• _What you have to do_
Reproduce the line that holds "Task: tag every instance of the shadow" together with all the lines after it up to the end of the entries.
====== Entries shown
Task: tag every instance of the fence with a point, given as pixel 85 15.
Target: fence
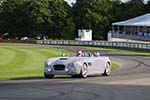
pixel 96 43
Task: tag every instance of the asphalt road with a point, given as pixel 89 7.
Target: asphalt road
pixel 130 82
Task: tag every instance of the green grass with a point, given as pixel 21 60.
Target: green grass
pixel 24 61
pixel 120 50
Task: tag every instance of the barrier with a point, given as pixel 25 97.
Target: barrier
pixel 96 43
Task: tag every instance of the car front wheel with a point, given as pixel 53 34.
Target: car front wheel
pixel 49 76
pixel 107 70
pixel 84 71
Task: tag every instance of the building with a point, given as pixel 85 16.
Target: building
pixel 135 29
pixel 84 35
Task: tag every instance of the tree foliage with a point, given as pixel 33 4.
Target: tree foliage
pixel 56 19
pixel 33 17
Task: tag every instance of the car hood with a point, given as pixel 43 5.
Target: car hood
pixel 66 60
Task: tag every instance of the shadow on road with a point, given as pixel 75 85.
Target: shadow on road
pixel 48 90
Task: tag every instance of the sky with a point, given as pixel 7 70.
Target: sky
pixel 70 1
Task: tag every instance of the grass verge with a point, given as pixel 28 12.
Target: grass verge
pixel 26 62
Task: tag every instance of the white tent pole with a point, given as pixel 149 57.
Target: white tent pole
============
• _Answer space_
Task: tag every instance of the shadow on road with a point, given as pixel 75 85.
Target: shadow on road
pixel 48 90
Task: tag every instance of the sky with a point, given as pixel 7 70.
Target: sky
pixel 70 1
Task: tag every instance of the grass verge with a point, given as pixel 28 12.
Target: grass verge
pixel 26 62
Task: tag every instance of the white tent pole with a point, given as pixel 149 57.
Target: white tent pole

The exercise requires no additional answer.